PROMPT:
When you respond, restate each record exactly as it is given.

[Saved entries]

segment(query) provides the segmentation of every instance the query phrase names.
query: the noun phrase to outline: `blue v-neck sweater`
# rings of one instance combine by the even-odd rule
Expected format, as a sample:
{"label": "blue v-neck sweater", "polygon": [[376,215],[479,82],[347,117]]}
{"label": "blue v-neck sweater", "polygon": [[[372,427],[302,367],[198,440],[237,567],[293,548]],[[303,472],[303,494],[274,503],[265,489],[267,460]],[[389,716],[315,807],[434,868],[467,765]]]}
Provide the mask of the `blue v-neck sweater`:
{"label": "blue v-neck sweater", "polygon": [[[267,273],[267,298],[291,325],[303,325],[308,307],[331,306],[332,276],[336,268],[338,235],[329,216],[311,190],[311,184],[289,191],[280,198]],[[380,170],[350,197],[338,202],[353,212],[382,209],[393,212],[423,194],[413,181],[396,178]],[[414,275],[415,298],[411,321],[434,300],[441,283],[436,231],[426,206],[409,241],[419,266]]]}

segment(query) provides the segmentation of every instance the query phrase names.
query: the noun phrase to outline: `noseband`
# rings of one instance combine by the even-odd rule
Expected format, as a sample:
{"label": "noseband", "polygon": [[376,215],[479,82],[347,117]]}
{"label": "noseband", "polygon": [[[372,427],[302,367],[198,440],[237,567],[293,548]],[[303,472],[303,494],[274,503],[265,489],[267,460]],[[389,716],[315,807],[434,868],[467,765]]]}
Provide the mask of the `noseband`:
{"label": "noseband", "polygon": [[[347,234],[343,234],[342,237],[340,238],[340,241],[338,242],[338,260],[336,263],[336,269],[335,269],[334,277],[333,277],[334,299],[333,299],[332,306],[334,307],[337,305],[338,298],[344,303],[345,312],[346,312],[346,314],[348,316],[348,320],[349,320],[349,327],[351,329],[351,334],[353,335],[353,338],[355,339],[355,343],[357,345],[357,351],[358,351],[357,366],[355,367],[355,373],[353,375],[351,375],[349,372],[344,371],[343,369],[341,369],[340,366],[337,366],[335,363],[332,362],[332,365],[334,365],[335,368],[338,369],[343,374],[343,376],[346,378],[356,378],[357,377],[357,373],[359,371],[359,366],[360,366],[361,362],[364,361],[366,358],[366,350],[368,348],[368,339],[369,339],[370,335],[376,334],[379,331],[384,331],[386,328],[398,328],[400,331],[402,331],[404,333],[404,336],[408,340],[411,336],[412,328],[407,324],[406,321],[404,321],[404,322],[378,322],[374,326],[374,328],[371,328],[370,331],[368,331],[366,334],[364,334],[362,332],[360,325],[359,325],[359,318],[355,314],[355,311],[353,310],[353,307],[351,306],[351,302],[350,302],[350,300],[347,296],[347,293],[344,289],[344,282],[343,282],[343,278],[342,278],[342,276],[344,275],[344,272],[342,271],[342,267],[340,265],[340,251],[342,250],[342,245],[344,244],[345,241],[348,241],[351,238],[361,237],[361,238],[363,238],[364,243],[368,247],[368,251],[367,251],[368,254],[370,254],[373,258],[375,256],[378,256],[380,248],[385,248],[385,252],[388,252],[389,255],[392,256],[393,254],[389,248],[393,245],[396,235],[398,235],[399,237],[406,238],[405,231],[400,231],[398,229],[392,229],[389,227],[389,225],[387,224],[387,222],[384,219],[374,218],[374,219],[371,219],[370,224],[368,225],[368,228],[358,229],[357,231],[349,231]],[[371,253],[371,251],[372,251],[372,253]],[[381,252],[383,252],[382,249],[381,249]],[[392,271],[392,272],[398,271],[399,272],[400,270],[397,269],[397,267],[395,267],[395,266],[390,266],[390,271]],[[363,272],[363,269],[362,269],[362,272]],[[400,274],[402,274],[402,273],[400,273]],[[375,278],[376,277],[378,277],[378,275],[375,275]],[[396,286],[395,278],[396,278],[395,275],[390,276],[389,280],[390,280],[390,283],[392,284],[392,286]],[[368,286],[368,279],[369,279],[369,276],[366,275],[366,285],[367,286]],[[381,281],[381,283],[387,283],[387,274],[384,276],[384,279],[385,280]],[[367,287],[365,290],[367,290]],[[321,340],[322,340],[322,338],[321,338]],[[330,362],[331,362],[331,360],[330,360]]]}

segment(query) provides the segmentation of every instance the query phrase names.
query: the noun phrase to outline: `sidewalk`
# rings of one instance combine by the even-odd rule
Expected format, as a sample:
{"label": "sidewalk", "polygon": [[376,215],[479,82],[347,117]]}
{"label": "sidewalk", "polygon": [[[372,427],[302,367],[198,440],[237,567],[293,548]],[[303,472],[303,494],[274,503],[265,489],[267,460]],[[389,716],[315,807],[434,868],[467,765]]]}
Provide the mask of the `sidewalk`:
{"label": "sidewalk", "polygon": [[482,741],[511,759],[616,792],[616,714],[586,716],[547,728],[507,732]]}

WORKED SOLUTION:
segment(query) provides the segmentation of every instance the query phrase names.
query: the noun phrase to outline: `blue v-neck sweater`
# rings of one instance combine by the even-odd rule
Expected format, as a sample:
{"label": "blue v-neck sweater", "polygon": [[376,215],[479,82],[347,117]]}
{"label": "blue v-neck sweater", "polygon": [[[372,427],[302,367],[198,440],[237,567],[293,548]],[[303,472],[303,494],[274,503],[265,489],[267,460]],[[389,716],[315,807],[434,868],[467,765]]]}
Provide the mask of the `blue v-neck sweater`:
{"label": "blue v-neck sweater", "polygon": [[[267,273],[267,298],[291,325],[303,325],[308,307],[331,306],[332,276],[336,268],[338,235],[329,216],[311,190],[311,184],[289,191],[280,198]],[[380,170],[350,197],[338,202],[353,212],[382,209],[393,212],[423,194],[413,181],[396,178]],[[414,275],[415,298],[411,321],[434,300],[441,283],[436,231],[426,206],[409,241],[419,266]]]}

segment(query) provides the segmentation of every instance the query phrase names.
query: the noun phrase to outline: `noseband`
# rings of one instance combine by the even-odd rule
Expected format, as a sample:
{"label": "noseband", "polygon": [[376,215],[479,82],[347,117]]}
{"label": "noseband", "polygon": [[[372,427],[302,367],[198,440],[237,567],[293,548]],[[303,472],[303,494],[274,503],[265,489],[267,460]],[[389,716],[315,807],[434,868],[467,765]]]}
Provide the mask of the `noseband`:
{"label": "noseband", "polygon": [[[347,234],[343,234],[342,237],[340,238],[340,241],[338,242],[338,260],[336,263],[336,269],[335,269],[334,277],[333,277],[334,299],[333,299],[332,306],[334,307],[337,305],[338,298],[344,303],[345,312],[346,312],[346,314],[348,316],[348,320],[349,320],[349,327],[351,329],[351,334],[353,335],[353,338],[355,339],[355,343],[357,345],[357,351],[358,351],[357,366],[355,367],[355,373],[353,375],[351,375],[349,372],[344,371],[343,369],[341,369],[340,366],[337,366],[335,363],[332,362],[332,365],[334,365],[335,368],[338,369],[343,374],[343,376],[346,378],[356,378],[357,377],[357,373],[359,371],[359,366],[360,366],[361,362],[364,361],[366,358],[366,350],[368,348],[368,339],[369,339],[370,335],[376,334],[379,331],[384,331],[386,328],[398,328],[400,331],[402,331],[404,333],[404,336],[408,340],[411,336],[412,328],[407,324],[406,321],[404,321],[404,322],[378,322],[374,326],[374,328],[371,328],[370,331],[368,331],[366,334],[364,334],[362,332],[360,325],[359,325],[359,318],[355,314],[355,311],[353,310],[353,307],[351,306],[351,302],[350,302],[350,300],[347,296],[347,293],[344,289],[344,282],[343,282],[343,278],[342,278],[342,276],[344,275],[344,272],[342,271],[342,267],[340,265],[340,251],[342,250],[342,245],[344,244],[345,241],[348,241],[351,238],[361,237],[361,238],[363,238],[364,243],[368,247],[368,251],[367,251],[368,254],[370,254],[373,258],[375,256],[378,256],[380,248],[385,248],[385,252],[388,252],[389,255],[392,256],[393,254],[389,248],[393,245],[396,235],[398,235],[399,237],[406,238],[405,231],[400,231],[398,229],[392,229],[389,227],[389,225],[387,224],[387,222],[384,219],[374,218],[374,219],[371,219],[370,224],[368,225],[368,228],[358,229],[357,231],[349,231]],[[371,253],[371,251],[372,251],[372,253]],[[381,252],[383,252],[382,249],[381,249]],[[392,271],[392,272],[398,271],[399,272],[400,270],[397,269],[397,267],[395,267],[395,266],[390,266],[390,271]],[[363,272],[363,269],[362,269],[362,272]],[[400,274],[402,274],[402,273],[400,273]],[[375,278],[376,277],[378,277],[378,275],[375,275]],[[396,286],[395,278],[396,278],[395,275],[390,276],[389,280],[390,280],[390,283],[392,284],[392,286]],[[368,286],[368,279],[369,279],[369,276],[366,275],[366,285],[367,286]],[[381,281],[381,283],[387,283],[387,274],[384,276],[384,279],[385,280]],[[367,287],[365,290],[367,290]],[[321,340],[322,340],[322,338],[321,338]],[[330,362],[331,362],[331,360],[330,360]]]}

segment(query) provides the segmentation of every instance the query phrase names.
query: the noun phrase to outline: `sidewalk`
# rings of one instance combine by the even-odd rule
Expected format, as a sample:
{"label": "sidewalk", "polygon": [[376,215],[479,82],[347,117]]}
{"label": "sidewalk", "polygon": [[[372,427],[302,367],[198,440],[237,567],[293,548]],[[303,472],[303,494],[274,503],[265,489],[267,460]],[[389,716],[315,807],[434,868],[467,765]]]}
Provide the mask of the `sidewalk`:
{"label": "sidewalk", "polygon": [[482,741],[511,759],[616,792],[616,714],[586,716],[547,728],[507,732]]}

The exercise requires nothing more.